◆ **SHORT EXERCISE**: Count the lines in the entries below that contain the word "hooded", treating uppercase and lowercase as different. Give only the number.

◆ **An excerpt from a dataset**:
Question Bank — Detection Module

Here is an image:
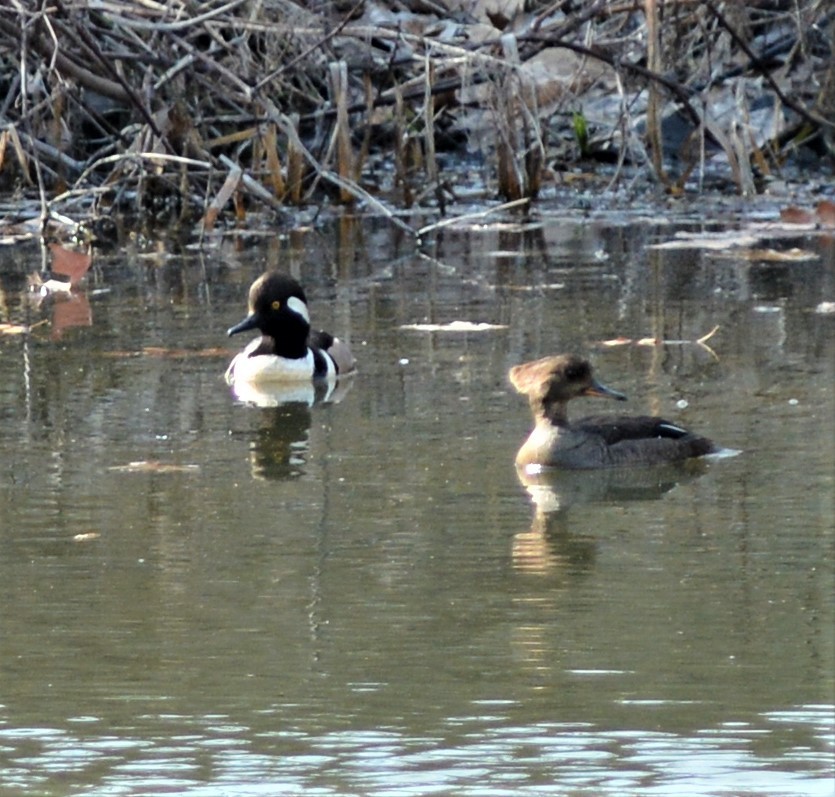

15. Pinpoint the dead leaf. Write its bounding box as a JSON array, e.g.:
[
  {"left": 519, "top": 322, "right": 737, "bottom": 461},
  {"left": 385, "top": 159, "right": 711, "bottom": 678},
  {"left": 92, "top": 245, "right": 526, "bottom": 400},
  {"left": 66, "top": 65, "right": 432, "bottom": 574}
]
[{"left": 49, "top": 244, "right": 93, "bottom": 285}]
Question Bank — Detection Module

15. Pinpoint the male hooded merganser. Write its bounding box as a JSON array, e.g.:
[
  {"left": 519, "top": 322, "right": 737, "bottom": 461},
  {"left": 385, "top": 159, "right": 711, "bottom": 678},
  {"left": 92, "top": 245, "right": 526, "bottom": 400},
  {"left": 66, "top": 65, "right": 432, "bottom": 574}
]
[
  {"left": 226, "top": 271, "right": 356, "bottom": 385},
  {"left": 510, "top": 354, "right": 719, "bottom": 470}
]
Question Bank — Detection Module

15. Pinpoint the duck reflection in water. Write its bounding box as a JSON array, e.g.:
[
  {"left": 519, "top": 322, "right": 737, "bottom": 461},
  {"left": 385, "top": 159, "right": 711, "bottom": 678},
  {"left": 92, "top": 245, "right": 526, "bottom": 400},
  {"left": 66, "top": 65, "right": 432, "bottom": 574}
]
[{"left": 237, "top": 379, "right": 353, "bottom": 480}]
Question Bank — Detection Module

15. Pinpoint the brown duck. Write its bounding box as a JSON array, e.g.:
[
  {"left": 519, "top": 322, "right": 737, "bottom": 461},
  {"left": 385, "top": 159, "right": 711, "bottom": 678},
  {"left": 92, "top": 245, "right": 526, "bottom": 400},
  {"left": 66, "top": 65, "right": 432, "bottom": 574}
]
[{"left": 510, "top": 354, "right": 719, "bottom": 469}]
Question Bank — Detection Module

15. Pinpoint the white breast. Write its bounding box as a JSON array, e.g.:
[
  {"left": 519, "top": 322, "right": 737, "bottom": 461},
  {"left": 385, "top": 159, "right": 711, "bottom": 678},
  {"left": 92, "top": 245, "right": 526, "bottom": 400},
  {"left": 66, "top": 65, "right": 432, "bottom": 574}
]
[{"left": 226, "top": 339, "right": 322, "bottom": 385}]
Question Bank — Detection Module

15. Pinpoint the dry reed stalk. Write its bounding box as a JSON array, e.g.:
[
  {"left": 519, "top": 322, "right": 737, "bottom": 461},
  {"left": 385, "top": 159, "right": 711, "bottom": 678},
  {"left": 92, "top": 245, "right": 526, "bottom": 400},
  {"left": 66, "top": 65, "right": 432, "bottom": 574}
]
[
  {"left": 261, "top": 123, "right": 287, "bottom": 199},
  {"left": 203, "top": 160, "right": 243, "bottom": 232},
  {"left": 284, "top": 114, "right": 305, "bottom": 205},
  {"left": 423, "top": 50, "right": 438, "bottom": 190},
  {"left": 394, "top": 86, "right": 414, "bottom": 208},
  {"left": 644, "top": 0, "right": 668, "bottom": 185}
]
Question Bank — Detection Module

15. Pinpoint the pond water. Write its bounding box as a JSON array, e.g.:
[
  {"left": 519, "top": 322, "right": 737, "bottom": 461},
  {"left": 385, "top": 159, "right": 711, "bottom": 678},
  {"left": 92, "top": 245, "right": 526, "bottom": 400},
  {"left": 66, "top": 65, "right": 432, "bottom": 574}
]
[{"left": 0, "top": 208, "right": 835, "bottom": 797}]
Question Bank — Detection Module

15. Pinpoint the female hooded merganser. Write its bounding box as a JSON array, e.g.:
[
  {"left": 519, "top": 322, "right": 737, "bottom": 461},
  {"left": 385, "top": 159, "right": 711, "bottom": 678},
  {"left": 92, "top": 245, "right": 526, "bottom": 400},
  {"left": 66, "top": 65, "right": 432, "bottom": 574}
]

◆ **ANSWER TO THIS TASK**: 2